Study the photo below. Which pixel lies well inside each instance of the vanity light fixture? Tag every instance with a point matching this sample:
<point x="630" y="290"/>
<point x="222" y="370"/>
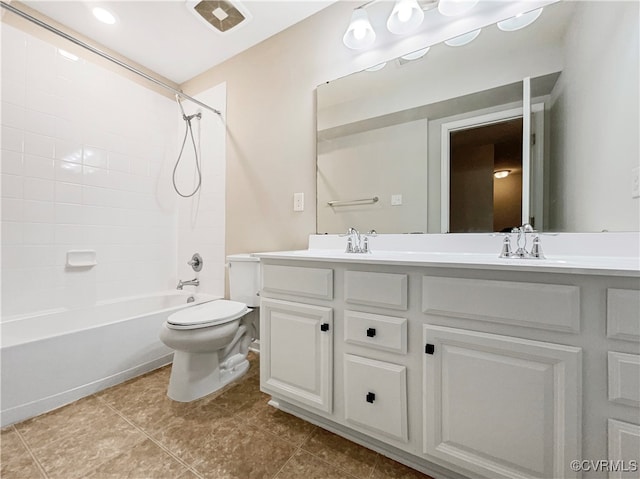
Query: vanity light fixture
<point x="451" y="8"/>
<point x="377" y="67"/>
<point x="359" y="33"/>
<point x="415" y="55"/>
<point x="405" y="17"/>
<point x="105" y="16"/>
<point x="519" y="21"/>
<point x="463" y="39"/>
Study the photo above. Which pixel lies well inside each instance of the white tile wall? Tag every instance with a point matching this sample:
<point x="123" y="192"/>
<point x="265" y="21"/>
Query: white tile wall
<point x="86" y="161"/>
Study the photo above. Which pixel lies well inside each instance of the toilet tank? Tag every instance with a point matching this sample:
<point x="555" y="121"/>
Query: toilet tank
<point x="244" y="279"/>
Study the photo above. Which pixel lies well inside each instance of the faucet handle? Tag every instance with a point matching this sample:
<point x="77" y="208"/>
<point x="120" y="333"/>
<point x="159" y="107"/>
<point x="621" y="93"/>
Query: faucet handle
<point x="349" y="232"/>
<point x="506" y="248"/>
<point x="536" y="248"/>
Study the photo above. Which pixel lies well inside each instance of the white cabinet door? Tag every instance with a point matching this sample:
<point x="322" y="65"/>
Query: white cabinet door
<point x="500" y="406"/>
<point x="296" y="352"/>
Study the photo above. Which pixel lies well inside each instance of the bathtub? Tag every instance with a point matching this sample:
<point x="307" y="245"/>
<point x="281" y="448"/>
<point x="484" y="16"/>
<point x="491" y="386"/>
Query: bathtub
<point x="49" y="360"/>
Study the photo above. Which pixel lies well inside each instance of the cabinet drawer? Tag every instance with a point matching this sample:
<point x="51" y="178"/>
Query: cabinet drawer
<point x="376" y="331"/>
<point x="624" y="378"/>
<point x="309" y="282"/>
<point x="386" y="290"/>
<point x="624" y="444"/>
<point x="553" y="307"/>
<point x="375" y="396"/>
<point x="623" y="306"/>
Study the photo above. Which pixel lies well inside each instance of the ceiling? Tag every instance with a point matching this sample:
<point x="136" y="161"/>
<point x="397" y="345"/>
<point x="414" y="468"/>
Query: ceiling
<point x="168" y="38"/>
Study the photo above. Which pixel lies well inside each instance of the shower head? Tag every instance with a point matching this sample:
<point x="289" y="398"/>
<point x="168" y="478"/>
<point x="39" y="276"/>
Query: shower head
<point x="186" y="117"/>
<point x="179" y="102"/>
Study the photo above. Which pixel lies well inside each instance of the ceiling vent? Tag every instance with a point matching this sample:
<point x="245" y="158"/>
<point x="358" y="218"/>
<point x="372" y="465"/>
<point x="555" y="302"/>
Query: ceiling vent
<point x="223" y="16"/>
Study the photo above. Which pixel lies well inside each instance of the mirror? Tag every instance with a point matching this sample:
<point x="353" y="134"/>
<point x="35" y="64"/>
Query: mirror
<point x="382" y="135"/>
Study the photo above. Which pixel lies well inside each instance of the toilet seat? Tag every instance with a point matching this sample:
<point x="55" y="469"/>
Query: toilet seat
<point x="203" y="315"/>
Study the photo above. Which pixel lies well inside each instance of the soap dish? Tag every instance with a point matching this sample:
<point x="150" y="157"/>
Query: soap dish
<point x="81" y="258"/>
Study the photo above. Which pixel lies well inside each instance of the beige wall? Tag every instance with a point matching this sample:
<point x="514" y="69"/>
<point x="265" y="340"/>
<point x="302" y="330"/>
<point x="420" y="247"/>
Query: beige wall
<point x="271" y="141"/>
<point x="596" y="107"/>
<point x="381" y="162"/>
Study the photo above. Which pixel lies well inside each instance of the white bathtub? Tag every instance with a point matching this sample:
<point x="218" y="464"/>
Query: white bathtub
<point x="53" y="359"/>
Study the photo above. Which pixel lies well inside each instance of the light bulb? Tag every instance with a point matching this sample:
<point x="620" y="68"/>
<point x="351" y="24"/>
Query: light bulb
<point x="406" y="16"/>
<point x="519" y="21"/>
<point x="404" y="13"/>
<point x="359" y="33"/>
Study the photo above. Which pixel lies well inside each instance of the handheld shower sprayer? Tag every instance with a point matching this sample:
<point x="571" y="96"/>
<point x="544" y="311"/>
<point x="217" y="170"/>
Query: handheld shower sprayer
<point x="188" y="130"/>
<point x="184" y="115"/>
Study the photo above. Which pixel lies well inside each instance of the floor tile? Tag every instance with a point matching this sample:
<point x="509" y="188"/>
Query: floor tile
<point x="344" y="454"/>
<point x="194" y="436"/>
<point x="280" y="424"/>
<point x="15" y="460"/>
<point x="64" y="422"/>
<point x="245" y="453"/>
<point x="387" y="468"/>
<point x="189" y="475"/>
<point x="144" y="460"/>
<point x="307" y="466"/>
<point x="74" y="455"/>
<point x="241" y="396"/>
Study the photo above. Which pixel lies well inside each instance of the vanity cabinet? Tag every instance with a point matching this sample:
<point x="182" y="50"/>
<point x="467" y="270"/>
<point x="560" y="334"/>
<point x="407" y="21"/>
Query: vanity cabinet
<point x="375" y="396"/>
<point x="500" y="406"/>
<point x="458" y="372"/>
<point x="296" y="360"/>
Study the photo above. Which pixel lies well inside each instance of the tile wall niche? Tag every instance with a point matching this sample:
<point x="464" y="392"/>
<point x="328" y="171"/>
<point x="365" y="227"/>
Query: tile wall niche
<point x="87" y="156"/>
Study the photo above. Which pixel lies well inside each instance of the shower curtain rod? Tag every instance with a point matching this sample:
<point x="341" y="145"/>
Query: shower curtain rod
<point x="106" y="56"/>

# # # # #

What is required:
Rewrite the stretch from the line containing "of the tile" through the end of the lines above, requests included, with every x and y coordinate in the answers shifted up by 85. Leave the numbers in the requests and their sample points unchanged.

Output for this task:
Study the photo above. Which pixel lies well inside each instance of the tile wall niche? Tag every instance with a point matching this sample:
<point x="464" y="392"/>
<point x="328" y="171"/>
<point x="365" y="227"/>
Query: tile wall niche
<point x="172" y="241"/>
Study the photo above. Which pixel lies well inside each instance of the shower curtain rod? Tag every instance with a point matching this sample:
<point x="341" y="145"/>
Query: shower curtain rod
<point x="191" y="141"/>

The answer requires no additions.